### GIVEN EXERCISE 1
Transcribe a passage of the chemical probing metadata README word for word, starting at the words "This repository stores" and ending after "validate the YAML.".
### GIVEN EXERCISE 2
Pick up the chemical probing metadata README after its last sentence and keep writing it.

### EXCERPT PROVIDED
--------
Metadata for structural chemical probing experiments for RNAcentral.
This repository stores metadata YAML files for chemical probing datasets (for example in SHAPE/ and DMS/) that are validated with LinkML via GitHub Actions. Once a YAML file is accepted, the pipeline downloads FASTQ files using nf-core/fetchngs and creates a final samplesheet.csv that can be used as input for nf-core/rnastructurome.
To add a new dataset to this repository:
- Clone this repository to your local machine.
- Create a new branch from master with a descriptive name including “Add” (e.g. Add-new-shape-dataset).
- Create a new YAML file (see section below) in the appropriate directory (for example
SHAPE/orDMS/) and populate it according to the schema requirements. - Open a pull request with that new YAML file.
- Wait for the GitHub Actions checks to validate the YAML.
- If the checks pass, someone from RNAcentral will review and merge the pull request.
--------
### MATERIAL SHOWN
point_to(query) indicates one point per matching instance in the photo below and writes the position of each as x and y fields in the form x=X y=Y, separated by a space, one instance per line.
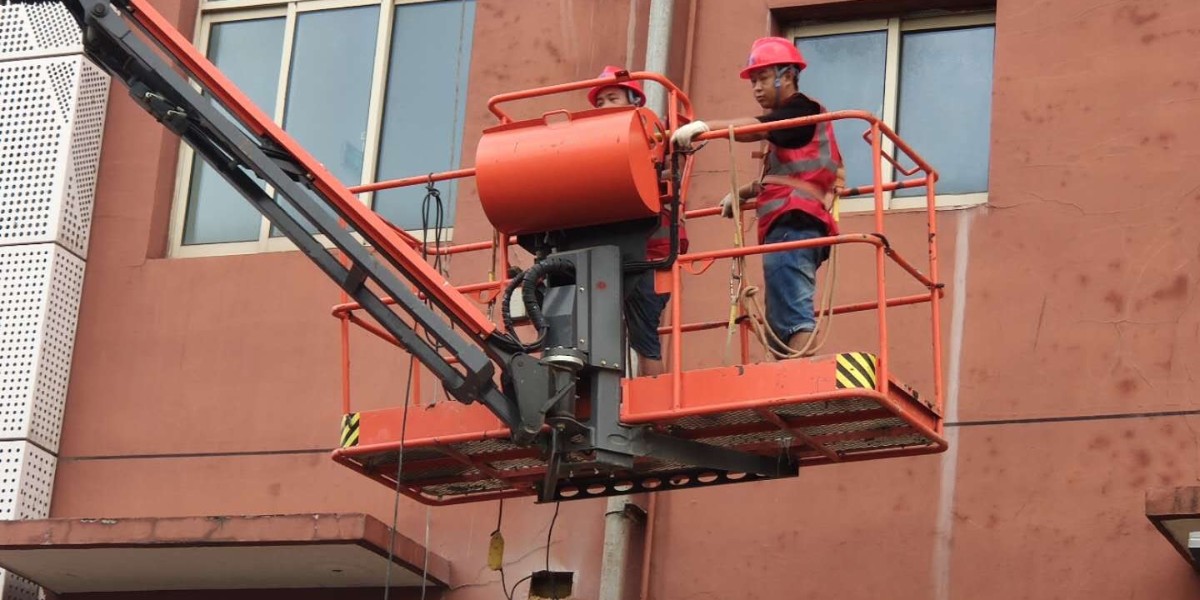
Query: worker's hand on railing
x=683 y=136
x=727 y=205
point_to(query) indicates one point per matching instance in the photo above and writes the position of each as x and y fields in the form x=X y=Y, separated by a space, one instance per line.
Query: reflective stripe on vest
x=810 y=172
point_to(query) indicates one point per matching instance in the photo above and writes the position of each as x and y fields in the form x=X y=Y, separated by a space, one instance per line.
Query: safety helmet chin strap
x=779 y=81
x=635 y=99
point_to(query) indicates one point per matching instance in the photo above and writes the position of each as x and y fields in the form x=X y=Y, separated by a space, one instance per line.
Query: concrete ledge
x=71 y=556
x=1175 y=513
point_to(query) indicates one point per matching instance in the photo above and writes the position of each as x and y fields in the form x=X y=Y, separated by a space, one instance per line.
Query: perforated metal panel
x=52 y=120
x=40 y=292
x=41 y=29
x=15 y=587
x=27 y=478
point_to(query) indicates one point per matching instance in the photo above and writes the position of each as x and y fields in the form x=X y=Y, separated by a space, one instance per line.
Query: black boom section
x=231 y=150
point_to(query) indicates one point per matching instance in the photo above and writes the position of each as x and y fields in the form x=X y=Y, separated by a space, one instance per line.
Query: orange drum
x=570 y=169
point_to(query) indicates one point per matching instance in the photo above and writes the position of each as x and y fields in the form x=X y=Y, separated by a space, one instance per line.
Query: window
x=929 y=79
x=375 y=89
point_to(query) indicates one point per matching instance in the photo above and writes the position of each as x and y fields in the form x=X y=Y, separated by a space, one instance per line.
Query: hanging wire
x=425 y=564
x=400 y=469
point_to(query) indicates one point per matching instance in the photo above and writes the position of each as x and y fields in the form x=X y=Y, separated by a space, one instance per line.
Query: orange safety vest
x=799 y=179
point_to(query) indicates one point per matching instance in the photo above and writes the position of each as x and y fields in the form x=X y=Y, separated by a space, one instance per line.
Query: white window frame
x=223 y=11
x=895 y=28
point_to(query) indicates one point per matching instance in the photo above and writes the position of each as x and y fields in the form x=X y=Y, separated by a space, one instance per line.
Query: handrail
x=699 y=262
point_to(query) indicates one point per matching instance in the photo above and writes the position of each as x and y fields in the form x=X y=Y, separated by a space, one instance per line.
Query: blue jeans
x=791 y=276
x=643 y=309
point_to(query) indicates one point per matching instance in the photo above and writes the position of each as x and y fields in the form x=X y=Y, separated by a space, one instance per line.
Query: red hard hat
x=773 y=52
x=611 y=71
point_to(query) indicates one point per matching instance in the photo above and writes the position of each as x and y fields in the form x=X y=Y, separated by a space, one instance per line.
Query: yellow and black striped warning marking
x=857 y=370
x=351 y=430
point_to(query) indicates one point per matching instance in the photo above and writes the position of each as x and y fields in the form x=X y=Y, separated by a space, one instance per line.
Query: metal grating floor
x=816 y=432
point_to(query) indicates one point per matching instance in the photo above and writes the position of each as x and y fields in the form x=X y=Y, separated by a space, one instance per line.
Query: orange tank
x=570 y=169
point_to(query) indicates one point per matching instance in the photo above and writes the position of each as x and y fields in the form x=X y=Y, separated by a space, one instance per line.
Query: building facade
x=203 y=376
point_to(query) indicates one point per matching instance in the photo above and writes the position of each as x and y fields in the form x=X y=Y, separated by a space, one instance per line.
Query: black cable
x=400 y=468
x=508 y=593
x=551 y=532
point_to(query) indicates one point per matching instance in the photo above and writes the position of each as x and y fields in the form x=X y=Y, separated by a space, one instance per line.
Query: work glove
x=683 y=136
x=727 y=205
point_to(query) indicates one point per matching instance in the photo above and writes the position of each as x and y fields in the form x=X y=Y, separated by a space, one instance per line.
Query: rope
x=737 y=268
x=745 y=299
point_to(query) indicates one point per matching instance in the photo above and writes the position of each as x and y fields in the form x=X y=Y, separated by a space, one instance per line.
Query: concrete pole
x=617 y=522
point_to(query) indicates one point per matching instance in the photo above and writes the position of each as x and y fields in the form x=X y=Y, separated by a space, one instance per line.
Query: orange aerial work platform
x=555 y=418
x=817 y=411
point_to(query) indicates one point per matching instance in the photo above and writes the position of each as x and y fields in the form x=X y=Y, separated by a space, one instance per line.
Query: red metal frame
x=682 y=394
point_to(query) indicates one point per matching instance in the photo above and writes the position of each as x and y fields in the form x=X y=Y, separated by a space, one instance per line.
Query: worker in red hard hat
x=643 y=306
x=801 y=173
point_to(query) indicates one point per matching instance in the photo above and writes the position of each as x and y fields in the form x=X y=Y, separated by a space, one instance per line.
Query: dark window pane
x=426 y=103
x=846 y=72
x=329 y=88
x=249 y=52
x=946 y=103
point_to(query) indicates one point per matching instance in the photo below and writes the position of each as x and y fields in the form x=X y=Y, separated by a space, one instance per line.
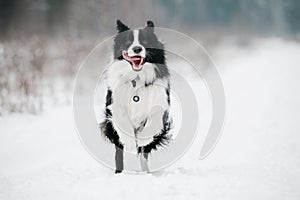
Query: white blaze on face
x=135 y=43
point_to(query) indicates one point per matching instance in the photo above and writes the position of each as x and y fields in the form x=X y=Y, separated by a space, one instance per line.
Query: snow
x=257 y=157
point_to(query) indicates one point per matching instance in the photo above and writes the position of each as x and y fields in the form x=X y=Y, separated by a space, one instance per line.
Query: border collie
x=138 y=95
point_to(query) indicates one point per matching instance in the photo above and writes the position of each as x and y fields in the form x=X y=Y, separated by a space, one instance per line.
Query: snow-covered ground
x=258 y=156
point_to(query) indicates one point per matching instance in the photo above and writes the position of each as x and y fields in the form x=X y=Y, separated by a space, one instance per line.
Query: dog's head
x=138 y=46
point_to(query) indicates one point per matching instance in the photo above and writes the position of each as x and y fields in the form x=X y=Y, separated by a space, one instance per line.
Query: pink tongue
x=135 y=61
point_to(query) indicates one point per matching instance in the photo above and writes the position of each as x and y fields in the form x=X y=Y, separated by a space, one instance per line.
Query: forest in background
x=42 y=42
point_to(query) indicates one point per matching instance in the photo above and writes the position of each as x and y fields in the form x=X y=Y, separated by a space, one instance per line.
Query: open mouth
x=135 y=61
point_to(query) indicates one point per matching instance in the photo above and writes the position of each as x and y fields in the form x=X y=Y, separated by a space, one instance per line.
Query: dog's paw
x=118 y=171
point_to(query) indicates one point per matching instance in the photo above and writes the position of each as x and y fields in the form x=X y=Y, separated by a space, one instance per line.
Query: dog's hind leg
x=144 y=162
x=119 y=159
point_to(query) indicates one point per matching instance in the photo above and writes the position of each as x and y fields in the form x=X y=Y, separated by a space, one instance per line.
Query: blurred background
x=42 y=42
x=255 y=45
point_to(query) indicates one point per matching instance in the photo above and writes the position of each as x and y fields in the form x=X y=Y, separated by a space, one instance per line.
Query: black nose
x=137 y=49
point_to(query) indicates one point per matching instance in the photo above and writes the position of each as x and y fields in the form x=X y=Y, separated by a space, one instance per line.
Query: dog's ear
x=121 y=27
x=150 y=26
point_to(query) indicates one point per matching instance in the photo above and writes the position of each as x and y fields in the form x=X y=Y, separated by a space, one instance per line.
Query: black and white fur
x=141 y=124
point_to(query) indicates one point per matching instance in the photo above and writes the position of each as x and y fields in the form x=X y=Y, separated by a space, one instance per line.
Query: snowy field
x=258 y=156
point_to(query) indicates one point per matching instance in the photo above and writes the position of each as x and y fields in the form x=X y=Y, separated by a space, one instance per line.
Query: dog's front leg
x=144 y=162
x=119 y=159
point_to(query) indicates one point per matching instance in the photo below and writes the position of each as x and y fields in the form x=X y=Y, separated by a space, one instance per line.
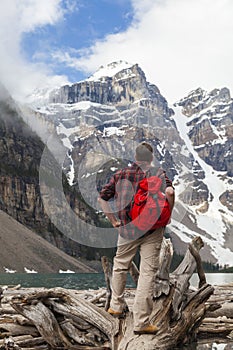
--------
### TASK OUTPUT 1
This repository stores metadata YAML files for chemical probing datasets (for example in SHAPE/ and DMS/) that are validated with LinkML via GitHub Actions. Once a YAML file is accepted, the pipeline downloads FASTQ files using nf-core/fetchngs and creates a final samplesheet.csv that can be used as input for nf-core/rnastructurome.
To add a new dataset to this repository:
- Clone this repository to your local machine.
- Create a new branch from master with a descriptive name including “Add” (e.g. Add-new-shape-dataset).
- Create a new YAML file (see section below) in the appropriate directory (for example
SHAPE/orDMS/) and populate it according to the schema requirements. - Open a pull request with that new YAML file.
- Wait for the GitHub Actions checks to validate the YAML.

### TASK OUTPUT 2
- If the checks fail, inspect the GitHub Actions logs, fix the reported issue in the YAML, and update the pull request.
-
Start from the template: use the example file (rnastruct00001.yaml) as a guide. Your YAML should follow the same structure. If your dataset includes multiple organisms, create one YAML file per organism (e.g. one for Homo sapiens, one for Mus musculus).
-
Choose a dataset id that is a consecutive number from the last one in the repo (e.g. rnastruct00010). Check both DMS/ and SHAPE/ to find the latest id number.
-
You must also include the organism in Latin name (e.g. Homo sapiens), the method (which can be SHAPE or DMS variants) and principal (RT-stop or MaP) of this experiement, a publication DOI, and fill out the raw_data section.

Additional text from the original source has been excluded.